■ **WHAT TO WORK ON**
1. In the XMP write-up, what RAM frequency is the system back at after the second update?
2. Revise the XMP write-up, starting with "- File Copy 4096" and going on through "significantly by 29.8%.", with "29.8%" changed to "31%".

■ **TEXT TO READ**
┄┄┄┄┄┄
Raw calculation (CPU) has obviously no major impact (+/-0.x%) which is background noise and is expected as the CPU is not overclocked and the XMP profile is not changing the base frequency.
- File Copy 1024 (1 thread): The speed of copying files with a buffer size of 1024 bytes increased by 3.2%.
- File Copy 1024 (32 threads): The speed of copying files with a buffer size of 1024 bytes in a multi-threaded environment increased significantly by 30%.
- File Copy 4096 (32 threads): The speed of copying files with a buffer size of 4096 bytes in a multi-threaded environment also increased significantly by 29.8%.
these are good indicators of how XMP profile impacted the performance of the system, It shall take more out of my 2 NVMe M2 SSDs.
Context Switching in monothread is where there is the biggest impact of around 62% which is quite significant, mostly for nodejs/electron apps or angular compilation as these are single threaded or anything related to javascript runtimes.
Conclusion on XMP
Enabling XMP and benchmarking shows that RAM was a bottleneck in my system in its current state. I’m pretty sure it still is as a jump from 4200MHz to 5600MHz, despite being not negligible, isn’t as huge as switching to 6400MHz or 7200MHz. But given I already own 4 sticks of 32GB, It would be a shame to change them all while I can just boost it right now for free.
A quick update on XMP
After being fine with XMP for desktop usage, I ended up disabling XMP as it made some games crash (Unreal Engine ones). I guess I’ll have to deep dive into it, I guess I’ll just set the frequency manually then leave other settings to automatic with XMP disabled.
I’ve run a 10 minutes OCCT RAM test with XMP2 enabled (RAM stock settings, XMP1 was Asus ones) without much trouble. I’ll update this post later on if I find any issues.
A second update
I’ve ran into issues while playing with XMP profiles that lead me to disable it again. I’ve understood that this has to do with the fact that I’m running 4x32GB sticks which isn’t suitable for higher frequencies as this bottlenecks the memory bus. I’m back at 4200MHz as long as I’m not changing the RAM kit.
┄┄┄┄┄┄
■ **PROVIDED DATA**
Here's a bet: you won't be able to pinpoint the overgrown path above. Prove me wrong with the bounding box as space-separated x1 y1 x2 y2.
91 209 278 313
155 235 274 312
┄┄┄┄┄┄
■ **OUTPUTS IN ORDER**
1. 4200MHz

2.
- File Copy 4096 (32 threads): The speed of copying files with a buffer size of 4096 bytes in a multi-threaded environment also increased significantly by 31%.